Radicalization is becoming harder to address. Major platforms like YouTube use imperfect algorithms for both recommendations and automatic content moderation. They host communities that can misinform and radicalize impressionable users. “Radicalization” refers to pipelines where users are exposed to more extreme forms of racist ideologies and behaviors over time. Centralized approaches to moderation, such as a top-down moderation or safety team, don’t work on P2P technology because the technology itself relies on decentralizing authority. As more white supremacists continue to migrate to P2P technology, the risk that they organize violence through these tools also increases.

Modern hate is not as responsive to top-down deterrence. As many white supremacists themselves expand use of “leaderless” tactics, they are becoming more agile at routing around centralized approaches to thwart their efforts such as policy, automatic content moderation, or the arrests of “lone-wolf” attackers. The decentralization of white supremacist groups is being increasingly facilitated by irrepressible and encrypted P2P technology. As such, many methods from typical government systems and structures, such as legislation or surveillance, are proving less effective at the more modern threat landscape. Only a network can defeat a network.

> [Problems and tasks]:
A - Answer these questions using the passage on radicalization above:
(i) What does the passage say "radicalization" refers to?
(ii) According to the passage, why don't centralized approaches to moderation work on P2P technology?
(iii) What does the passage say is increasingly facilitating the decentralization of white supremacist groups?
B - Transcribe part of the passage on radicalization. Begin at the words "Modern hate is" and stop after "defeat a network.".
C - The passage on radicalization says that white supremacists are becoming more agile at routing around certain centralized approaches. List every such approach it names.

[Data excerpts]
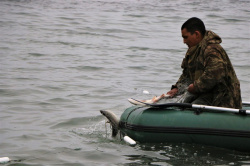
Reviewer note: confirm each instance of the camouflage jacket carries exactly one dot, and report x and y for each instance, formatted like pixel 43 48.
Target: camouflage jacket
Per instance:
pixel 208 66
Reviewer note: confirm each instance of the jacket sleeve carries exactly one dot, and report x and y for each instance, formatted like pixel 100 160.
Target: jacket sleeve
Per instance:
pixel 214 71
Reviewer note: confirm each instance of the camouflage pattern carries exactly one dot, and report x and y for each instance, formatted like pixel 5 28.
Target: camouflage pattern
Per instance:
pixel 208 66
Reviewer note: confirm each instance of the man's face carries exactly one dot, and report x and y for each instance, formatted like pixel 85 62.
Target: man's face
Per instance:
pixel 190 39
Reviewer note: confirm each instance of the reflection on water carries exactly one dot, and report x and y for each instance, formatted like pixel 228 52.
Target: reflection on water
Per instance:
pixel 63 61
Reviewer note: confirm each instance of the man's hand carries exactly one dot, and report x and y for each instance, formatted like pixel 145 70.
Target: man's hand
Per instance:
pixel 191 88
pixel 173 92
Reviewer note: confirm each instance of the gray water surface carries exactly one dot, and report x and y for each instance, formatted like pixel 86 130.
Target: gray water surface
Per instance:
pixel 63 61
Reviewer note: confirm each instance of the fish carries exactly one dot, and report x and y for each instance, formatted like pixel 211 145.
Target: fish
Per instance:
pixel 113 120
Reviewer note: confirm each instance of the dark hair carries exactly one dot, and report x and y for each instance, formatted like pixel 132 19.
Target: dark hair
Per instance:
pixel 194 24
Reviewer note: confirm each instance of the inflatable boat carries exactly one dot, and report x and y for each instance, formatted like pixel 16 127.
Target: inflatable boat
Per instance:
pixel 185 123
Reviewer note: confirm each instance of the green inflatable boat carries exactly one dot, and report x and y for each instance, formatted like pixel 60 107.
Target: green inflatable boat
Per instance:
pixel 185 123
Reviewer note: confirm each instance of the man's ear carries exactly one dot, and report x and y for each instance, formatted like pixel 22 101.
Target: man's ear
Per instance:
pixel 198 34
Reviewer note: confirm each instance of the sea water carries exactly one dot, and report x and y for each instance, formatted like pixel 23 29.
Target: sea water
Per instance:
pixel 63 61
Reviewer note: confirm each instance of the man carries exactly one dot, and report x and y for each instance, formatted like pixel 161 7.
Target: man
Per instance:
pixel 207 68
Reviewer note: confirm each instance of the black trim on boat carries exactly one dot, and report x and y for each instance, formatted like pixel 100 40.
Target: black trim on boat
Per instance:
pixel 186 130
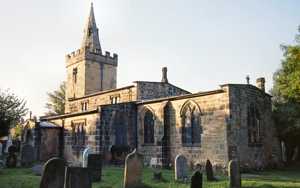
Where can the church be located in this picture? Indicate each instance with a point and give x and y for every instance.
(160, 119)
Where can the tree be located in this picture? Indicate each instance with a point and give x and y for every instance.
(286, 98)
(56, 100)
(12, 109)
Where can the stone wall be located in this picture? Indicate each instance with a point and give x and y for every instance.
(259, 154)
(118, 127)
(214, 110)
(91, 122)
(155, 90)
(125, 94)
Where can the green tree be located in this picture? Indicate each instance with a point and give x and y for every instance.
(56, 100)
(286, 97)
(12, 109)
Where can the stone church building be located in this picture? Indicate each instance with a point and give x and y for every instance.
(160, 119)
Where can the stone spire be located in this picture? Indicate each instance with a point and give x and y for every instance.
(91, 37)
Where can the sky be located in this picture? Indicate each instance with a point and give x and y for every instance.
(203, 43)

> [Numbered responses]:
A -
(i) Pipelines where users are exposed to more extreme forms of racist ideologies and behaviors over time.
(ii) Because the technology itself relies on decentralizing authority.
(iii) Irrepressible and encrypted P2P technology.

B -
Modern hate is not as responsive to top-down deterrence. As many white supremacists themselves expand use of “leaderless” tactics, they are becoming more agile at routing around centralized approaches to thwart their efforts such as policy, automatic content moderation, or the arrests of “lone-wolf” attackers. The decentralization of white supremacist groups is being increasingly facilitated by irrepressible and encrypted P2P technology. As such, many methods from typical government systems and structures, such as legislation or surveillance, are proving less effective at the more modern threat landscape. Only a network can defeat a network.

C -
- policy
- automatic content moderation
- the arrests of "lone-wolf" attackers